WORK ITEM: Please repeat the records beneath this task exactly as they appear, but skip the images.

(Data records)
- - - -

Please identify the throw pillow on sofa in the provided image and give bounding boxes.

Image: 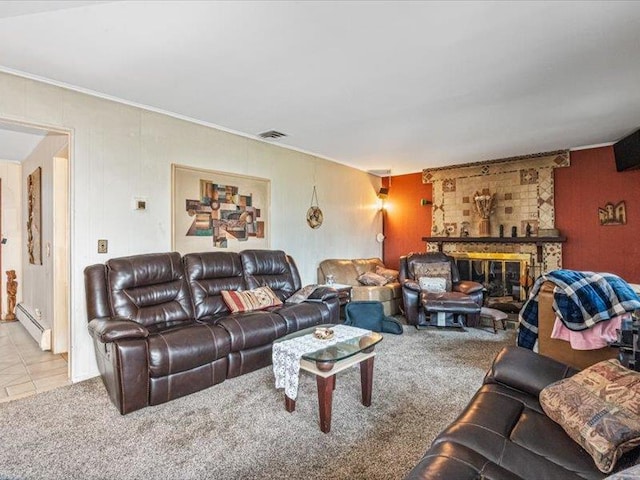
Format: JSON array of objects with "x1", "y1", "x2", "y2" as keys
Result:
[
  {"x1": 222, "y1": 286, "x2": 283, "y2": 313},
  {"x1": 540, "y1": 358, "x2": 640, "y2": 473},
  {"x1": 357, "y1": 272, "x2": 389, "y2": 287},
  {"x1": 285, "y1": 284, "x2": 318, "y2": 304},
  {"x1": 413, "y1": 262, "x2": 452, "y2": 291},
  {"x1": 375, "y1": 265, "x2": 399, "y2": 283}
]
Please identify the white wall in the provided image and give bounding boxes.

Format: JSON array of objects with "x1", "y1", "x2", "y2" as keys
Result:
[
  {"x1": 0, "y1": 160, "x2": 22, "y2": 314},
  {"x1": 0, "y1": 71, "x2": 383, "y2": 382},
  {"x1": 20, "y1": 133, "x2": 68, "y2": 335}
]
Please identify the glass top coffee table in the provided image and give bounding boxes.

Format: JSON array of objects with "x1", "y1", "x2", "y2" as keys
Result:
[{"x1": 273, "y1": 324, "x2": 383, "y2": 433}]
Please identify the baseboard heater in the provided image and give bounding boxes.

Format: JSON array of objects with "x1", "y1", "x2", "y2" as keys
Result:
[{"x1": 15, "y1": 303, "x2": 51, "y2": 351}]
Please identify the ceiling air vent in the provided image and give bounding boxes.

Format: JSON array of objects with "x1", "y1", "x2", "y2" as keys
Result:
[{"x1": 258, "y1": 130, "x2": 287, "y2": 140}]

- - - -

RESPONSE AREA:
Please identify the throw pillow on sofa in the provided image and give bounding boxes.

Image: 
Format: JSON array of objects with "x1", "y1", "x2", "y2" as keys
Result:
[
  {"x1": 222, "y1": 286, "x2": 283, "y2": 313},
  {"x1": 540, "y1": 358, "x2": 640, "y2": 473},
  {"x1": 357, "y1": 272, "x2": 389, "y2": 287},
  {"x1": 285, "y1": 284, "x2": 318, "y2": 304},
  {"x1": 413, "y1": 262, "x2": 452, "y2": 291},
  {"x1": 375, "y1": 265, "x2": 399, "y2": 283}
]
Please identify the white wall in the provided image and give bounding boxes.

Format: JSON array of objects with "x1", "y1", "x2", "y2" as keys
Result:
[
  {"x1": 0, "y1": 160, "x2": 22, "y2": 314},
  {"x1": 0, "y1": 71, "x2": 383, "y2": 382},
  {"x1": 20, "y1": 133, "x2": 68, "y2": 335}
]
Please identify the glass top coffee table in the provided image and give bounding boxes.

Format: JSON array of objects with "x1", "y1", "x2", "y2" as keys
Result:
[{"x1": 273, "y1": 324, "x2": 383, "y2": 433}]
Please identify the baseboard heater in the provided image and give bounding boxes.

Format: JSON array of objects with "x1", "y1", "x2", "y2" as keys
Result:
[{"x1": 15, "y1": 303, "x2": 51, "y2": 351}]
Please identify the ceiling air vent in the provided image and give bounding boxes.

Format: JSON array of objects with "x1", "y1", "x2", "y2" as keys
Result:
[{"x1": 258, "y1": 130, "x2": 287, "y2": 140}]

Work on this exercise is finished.